> **REQUIREMENT**
Can you output the material from its first line up to and including the line containing "[[874, 564], [1005, 584], [1176, 612]]" as a Markdown table with the columns Row and Material line, omitting any blank lines?
------------------------
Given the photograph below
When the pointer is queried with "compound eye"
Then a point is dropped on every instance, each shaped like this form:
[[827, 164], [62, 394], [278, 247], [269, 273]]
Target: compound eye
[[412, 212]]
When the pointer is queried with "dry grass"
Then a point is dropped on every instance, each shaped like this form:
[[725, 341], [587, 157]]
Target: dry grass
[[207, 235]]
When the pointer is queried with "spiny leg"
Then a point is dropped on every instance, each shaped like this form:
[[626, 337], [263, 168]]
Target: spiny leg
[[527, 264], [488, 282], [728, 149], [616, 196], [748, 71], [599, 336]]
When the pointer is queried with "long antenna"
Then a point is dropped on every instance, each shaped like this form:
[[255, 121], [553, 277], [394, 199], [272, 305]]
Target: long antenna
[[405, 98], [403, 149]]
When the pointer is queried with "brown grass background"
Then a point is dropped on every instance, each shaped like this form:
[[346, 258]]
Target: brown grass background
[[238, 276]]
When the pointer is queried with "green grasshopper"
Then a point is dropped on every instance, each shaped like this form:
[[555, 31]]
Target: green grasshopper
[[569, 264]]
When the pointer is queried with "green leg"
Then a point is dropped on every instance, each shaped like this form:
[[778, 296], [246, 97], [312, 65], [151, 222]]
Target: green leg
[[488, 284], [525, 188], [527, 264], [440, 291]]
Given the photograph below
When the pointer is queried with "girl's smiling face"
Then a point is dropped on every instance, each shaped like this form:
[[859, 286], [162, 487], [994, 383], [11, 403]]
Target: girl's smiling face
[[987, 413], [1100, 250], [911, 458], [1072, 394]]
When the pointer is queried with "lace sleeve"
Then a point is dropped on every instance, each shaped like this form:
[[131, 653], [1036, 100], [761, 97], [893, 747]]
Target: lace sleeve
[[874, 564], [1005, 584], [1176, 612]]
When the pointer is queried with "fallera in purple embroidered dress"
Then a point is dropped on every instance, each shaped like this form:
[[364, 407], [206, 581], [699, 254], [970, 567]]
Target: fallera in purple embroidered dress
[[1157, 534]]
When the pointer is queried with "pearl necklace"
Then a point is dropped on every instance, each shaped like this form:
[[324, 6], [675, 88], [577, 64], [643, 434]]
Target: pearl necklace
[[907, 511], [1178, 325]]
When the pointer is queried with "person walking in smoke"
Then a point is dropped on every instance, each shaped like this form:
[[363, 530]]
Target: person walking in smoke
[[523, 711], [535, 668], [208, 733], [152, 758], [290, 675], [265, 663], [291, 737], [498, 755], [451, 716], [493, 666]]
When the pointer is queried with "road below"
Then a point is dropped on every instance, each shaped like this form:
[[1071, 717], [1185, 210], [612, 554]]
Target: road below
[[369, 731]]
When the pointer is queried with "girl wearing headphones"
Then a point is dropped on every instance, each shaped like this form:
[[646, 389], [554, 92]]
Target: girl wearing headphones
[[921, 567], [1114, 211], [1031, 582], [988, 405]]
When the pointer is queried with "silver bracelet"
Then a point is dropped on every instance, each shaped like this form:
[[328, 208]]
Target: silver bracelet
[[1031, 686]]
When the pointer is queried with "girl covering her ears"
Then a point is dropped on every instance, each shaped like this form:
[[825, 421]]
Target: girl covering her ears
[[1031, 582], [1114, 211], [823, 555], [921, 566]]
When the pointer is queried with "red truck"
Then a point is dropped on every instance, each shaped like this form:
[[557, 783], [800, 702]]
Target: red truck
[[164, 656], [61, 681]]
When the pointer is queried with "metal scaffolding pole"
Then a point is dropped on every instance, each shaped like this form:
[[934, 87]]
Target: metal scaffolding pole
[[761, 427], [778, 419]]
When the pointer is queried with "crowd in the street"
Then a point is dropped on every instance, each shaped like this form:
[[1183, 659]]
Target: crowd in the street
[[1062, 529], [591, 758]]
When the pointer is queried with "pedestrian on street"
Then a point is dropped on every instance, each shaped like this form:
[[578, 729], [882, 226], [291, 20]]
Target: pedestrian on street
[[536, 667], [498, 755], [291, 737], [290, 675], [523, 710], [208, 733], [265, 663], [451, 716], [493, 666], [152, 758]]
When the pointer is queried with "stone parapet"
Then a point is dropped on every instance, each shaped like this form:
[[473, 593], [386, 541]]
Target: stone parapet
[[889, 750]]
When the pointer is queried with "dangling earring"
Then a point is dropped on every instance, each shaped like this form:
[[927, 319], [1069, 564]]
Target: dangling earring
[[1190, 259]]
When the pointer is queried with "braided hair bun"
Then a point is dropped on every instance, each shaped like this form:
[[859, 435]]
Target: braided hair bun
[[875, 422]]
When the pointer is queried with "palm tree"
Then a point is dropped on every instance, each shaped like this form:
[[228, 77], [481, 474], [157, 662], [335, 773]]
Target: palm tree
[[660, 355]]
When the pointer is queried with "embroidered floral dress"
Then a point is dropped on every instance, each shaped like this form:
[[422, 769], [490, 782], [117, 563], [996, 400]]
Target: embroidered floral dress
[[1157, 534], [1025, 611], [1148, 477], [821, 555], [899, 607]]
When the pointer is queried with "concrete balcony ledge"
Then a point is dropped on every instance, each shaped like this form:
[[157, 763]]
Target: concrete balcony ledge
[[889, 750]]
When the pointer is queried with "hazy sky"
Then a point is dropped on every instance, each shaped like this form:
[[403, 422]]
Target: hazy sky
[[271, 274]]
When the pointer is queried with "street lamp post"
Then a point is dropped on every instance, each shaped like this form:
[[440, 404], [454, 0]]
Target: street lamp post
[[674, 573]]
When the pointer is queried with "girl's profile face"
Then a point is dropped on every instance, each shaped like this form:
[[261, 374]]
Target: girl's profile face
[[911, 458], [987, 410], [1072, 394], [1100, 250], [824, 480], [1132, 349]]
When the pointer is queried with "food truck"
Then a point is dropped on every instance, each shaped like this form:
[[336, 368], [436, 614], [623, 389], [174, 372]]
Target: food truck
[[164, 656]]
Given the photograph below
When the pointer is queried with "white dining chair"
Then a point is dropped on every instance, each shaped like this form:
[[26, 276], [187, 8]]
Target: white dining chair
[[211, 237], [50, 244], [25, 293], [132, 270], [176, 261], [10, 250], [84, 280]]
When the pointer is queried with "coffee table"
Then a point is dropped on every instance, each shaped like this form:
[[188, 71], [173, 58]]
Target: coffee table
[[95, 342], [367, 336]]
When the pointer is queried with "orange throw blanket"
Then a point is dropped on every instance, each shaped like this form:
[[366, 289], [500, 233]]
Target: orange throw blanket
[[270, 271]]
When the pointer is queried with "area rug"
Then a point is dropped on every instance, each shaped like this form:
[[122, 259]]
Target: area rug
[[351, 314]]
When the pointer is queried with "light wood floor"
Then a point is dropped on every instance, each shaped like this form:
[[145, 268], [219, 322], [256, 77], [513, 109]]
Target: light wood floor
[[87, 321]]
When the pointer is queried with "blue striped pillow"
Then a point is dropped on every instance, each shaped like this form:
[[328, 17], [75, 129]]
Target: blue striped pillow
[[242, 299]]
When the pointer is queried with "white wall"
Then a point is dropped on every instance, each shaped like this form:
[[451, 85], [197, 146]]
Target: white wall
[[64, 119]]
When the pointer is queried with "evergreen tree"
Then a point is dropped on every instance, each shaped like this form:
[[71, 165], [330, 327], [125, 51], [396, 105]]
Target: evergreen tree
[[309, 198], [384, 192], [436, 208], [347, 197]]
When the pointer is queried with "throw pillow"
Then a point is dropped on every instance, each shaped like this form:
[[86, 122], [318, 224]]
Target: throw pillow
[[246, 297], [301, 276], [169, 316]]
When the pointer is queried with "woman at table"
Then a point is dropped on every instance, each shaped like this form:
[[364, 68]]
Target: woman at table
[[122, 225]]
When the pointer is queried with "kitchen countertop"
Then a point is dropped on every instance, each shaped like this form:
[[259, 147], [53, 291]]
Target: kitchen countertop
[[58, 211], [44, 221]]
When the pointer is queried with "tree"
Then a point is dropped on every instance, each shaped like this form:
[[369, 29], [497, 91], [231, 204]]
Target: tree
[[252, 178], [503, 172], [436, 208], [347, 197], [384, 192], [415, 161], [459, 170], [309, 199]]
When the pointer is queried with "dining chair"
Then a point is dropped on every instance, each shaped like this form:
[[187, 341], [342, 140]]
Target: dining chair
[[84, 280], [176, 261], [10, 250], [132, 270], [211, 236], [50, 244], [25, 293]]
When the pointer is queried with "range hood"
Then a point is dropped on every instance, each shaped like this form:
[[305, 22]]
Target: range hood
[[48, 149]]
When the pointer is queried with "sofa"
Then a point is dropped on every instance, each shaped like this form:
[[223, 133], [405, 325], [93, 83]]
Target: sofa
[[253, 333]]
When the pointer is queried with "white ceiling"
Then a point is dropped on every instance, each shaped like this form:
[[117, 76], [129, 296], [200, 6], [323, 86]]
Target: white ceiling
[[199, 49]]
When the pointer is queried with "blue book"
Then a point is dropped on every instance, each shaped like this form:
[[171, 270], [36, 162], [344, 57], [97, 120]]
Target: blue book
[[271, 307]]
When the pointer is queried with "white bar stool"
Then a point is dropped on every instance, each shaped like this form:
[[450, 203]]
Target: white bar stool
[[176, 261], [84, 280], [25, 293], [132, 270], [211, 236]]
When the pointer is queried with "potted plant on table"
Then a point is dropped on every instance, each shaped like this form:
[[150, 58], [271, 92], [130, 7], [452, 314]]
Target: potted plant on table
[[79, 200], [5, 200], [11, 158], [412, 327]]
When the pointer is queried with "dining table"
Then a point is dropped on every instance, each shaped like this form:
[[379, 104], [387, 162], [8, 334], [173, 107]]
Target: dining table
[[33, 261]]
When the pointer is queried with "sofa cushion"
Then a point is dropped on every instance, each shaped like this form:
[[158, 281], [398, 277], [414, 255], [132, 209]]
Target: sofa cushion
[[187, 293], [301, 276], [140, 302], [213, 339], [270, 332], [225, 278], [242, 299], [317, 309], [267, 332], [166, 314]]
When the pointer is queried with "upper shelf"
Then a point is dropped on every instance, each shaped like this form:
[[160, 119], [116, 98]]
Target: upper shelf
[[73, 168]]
------------------------
> **OUTPUT BELOW**
| Row | Material line |
|---|---|
| 1 | Given the photograph below |
| 2 | When the pointer is queried with "compound eye" |
| 3 | Then a point is dropped on every instance, each shaped like this form: |
| 4 | [[827, 164], [62, 394], [278, 247], [269, 273]] |
| 5 | Target: compound eye |
| 6 | [[412, 212]] |
| 7 | When the pointer is queried with "dry grass" |
| 8 | Then a point is dropped on every instance, each shaped like this form: |
| 9 | [[725, 341], [587, 157]] |
| 10 | Target: dry grass |
| 11 | [[207, 235]] |
| 12 | When the pointer is queried with "spiny leg" |
| 13 | Then a point is dropped on every instance, each shaped like this form: |
| 14 | [[626, 337], [263, 168]] |
| 15 | Target: spiny leg |
| 16 | [[527, 264], [488, 282], [728, 149], [616, 196], [748, 71], [599, 336]] |
| 17 | When the pointer is queried with "long antenna" |
| 18 | Then a point is dropped on every instance, each shaped like this form: |
| 19 | [[255, 121], [553, 277], [394, 199], [272, 305]] |
| 20 | Target: long antenna |
| 21 | [[405, 98], [403, 149]] |
| 22 | When the pointer is queried with "brown grass background" |
| 23 | Then a point is dropped on every instance, each shaped like this form: |
| 24 | [[346, 258]] |
| 25 | Target: brown grass background |
| 26 | [[238, 276]] |
| 27 | When the pointer is queried with "green grasshopper" |
| 28 | Then a point is dropped on every instance, each shaped like this form: |
| 29 | [[555, 31]] |
| 30 | Target: green grasshopper |
| 31 | [[569, 264]] |
| 32 | When the pointer is queried with "green leg" |
| 33 | Then a point is dropped on every instance, each shaped like this form: |
| 34 | [[778, 296], [246, 97], [312, 65], [151, 222]] |
| 35 | Target: green leg |
| 36 | [[488, 284], [525, 188], [527, 264], [440, 291]] |
| 37 | Given the photograph below |
| 38 | When the pointer is queried with "girl's smiling face" |
| 39 | Then a point is dropped on every instance, each shaped like this form: |
| 40 | [[859, 286], [162, 487], [994, 383], [11, 403]] |
| 41 | Target: girl's smiling face |
| 42 | [[987, 413], [1100, 250], [911, 458], [1072, 394]] |
| 43 | When the pointer is queried with "lace sleeve" |
| 44 | Then a point is dropped on every instance, each shaped like this form: |
| 45 | [[131, 653], [1036, 100], [761, 97], [893, 747]] |
| 46 | Target: lace sleeve |
| 47 | [[874, 564], [1005, 584], [1176, 612]] |